Type out the complete listing below word for word, without its pictures.

DATA PROVIDED:
+--
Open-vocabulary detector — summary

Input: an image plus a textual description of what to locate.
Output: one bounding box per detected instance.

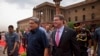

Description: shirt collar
[57,26,64,32]
[30,27,39,34]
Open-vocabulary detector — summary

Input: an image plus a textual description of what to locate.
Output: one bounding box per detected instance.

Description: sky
[0,0,85,31]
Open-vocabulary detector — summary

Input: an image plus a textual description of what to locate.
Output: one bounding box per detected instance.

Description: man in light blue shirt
[3,25,19,56]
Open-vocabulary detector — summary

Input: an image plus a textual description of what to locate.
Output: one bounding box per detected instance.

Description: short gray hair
[30,17,40,24]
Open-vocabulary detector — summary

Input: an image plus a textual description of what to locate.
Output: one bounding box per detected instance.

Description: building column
[48,8,50,22]
[38,11,40,19]
[53,0,62,14]
[45,8,48,22]
[49,9,51,21]
[37,11,39,18]
[41,9,44,22]
[44,8,51,22]
[48,8,50,21]
[42,8,45,22]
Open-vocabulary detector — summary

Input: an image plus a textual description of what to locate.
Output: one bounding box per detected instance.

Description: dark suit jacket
[51,26,80,56]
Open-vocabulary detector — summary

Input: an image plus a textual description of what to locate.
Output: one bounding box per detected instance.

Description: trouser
[80,51,88,56]
[7,53,18,56]
[48,45,53,56]
[7,50,18,56]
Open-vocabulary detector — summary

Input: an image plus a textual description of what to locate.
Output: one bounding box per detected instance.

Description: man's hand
[9,49,14,55]
[87,48,91,56]
[44,48,49,56]
[3,50,6,54]
[3,44,7,54]
[87,48,91,53]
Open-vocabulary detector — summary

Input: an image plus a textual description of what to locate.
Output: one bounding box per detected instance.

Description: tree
[67,22,75,29]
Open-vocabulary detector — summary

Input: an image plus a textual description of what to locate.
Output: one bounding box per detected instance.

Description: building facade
[33,0,100,26]
[17,17,32,31]
[17,0,100,30]
[65,0,100,25]
[33,2,65,22]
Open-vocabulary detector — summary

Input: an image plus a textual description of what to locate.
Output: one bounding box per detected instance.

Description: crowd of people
[0,14,100,56]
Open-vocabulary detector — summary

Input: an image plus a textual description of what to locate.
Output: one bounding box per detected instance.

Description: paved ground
[0,39,25,56]
[0,45,7,56]
[0,46,22,56]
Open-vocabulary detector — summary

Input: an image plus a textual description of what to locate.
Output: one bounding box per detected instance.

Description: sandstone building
+--
OUTPUT FOR THIS TASK:
Open-vocabulary detector — summary

Input: an image plus a textual description of what to locate.
Output: one bounding box per detected instance.


Description: shirt collar
[57,26,64,32]
[30,27,39,34]
Open-vocabulary detector — summary

Input: an image plus a textual description of what to locate.
Output: one bounding box per detected instance.

Description: sky
[0,0,85,31]
Open-vocabulary detector — summary

Input: an image plus a textual description of what to locate.
Output: one bounding box per detected instance.

Description: man in light blue shirt
[3,25,19,56]
Open-vocabulary detector — summary

Input: an image plus a textual description of what to locate.
Output: one bounding box per detected instance.

Description: short gray hair
[30,17,40,24]
Open-vocabulary detector — summary

Input: an image plus a textual description of what to locate.
Output: one bounding box per detected instance.

Description: building column
[48,8,50,22]
[38,11,40,19]
[53,0,62,14]
[45,8,48,22]
[49,9,51,21]
[37,11,39,18]
[41,9,44,22]
[44,8,51,22]
[48,8,50,21]
[42,8,45,22]
Open-vocabulary detector — summary

Input: an image plus a textual description of what to locate.
Output: one bounding box per detected instance.

Description: dark suit jacket
[51,26,80,56]
Open-vocabulary detector — summary

Input: an image plus a textual description of what to locate.
Output: one bounding box per detected instance.

Description: trouser
[80,51,88,56]
[7,53,18,56]
[48,45,53,56]
[7,50,18,56]
Open-vocabulary detector — summary

Input: an image plus a textual description of what to locate.
Output: one bounding box per detected instance.

Description: man's hand
[9,49,14,55]
[87,48,91,56]
[44,48,49,56]
[3,50,6,54]
[3,44,7,54]
[87,48,91,53]
Open-vocabulary detector — summary

Input: an image plus a textual description of what to locate.
Output: one bounding box per detected instance.

Description: tree
[67,22,75,29]
Open-vocabulary detector — summary

Input: an image plus a textual description of what to locate.
Output: one bounding box per detected instance.

Description: building facade
[33,0,100,26]
[17,17,32,31]
[17,0,100,30]
[65,0,100,25]
[33,2,65,22]
Open-vocabulary detector — summary

Input: an image plus a textual description of what to locate.
Output: one bounding box per detected instance.

Description: crowd of people
[0,14,100,56]
Open-vocabulary detector — summary

Input: an image plus a textual description of what to locate.
Output: one bounding box per detected instance.

Description: paved ground
[0,39,25,56]
[0,45,7,56]
[0,46,22,56]
Open-vocabulary detector — summary

Input: an image plus a textual description of what to locate.
Output: one bounding box per detected instance.

Description: sandstone building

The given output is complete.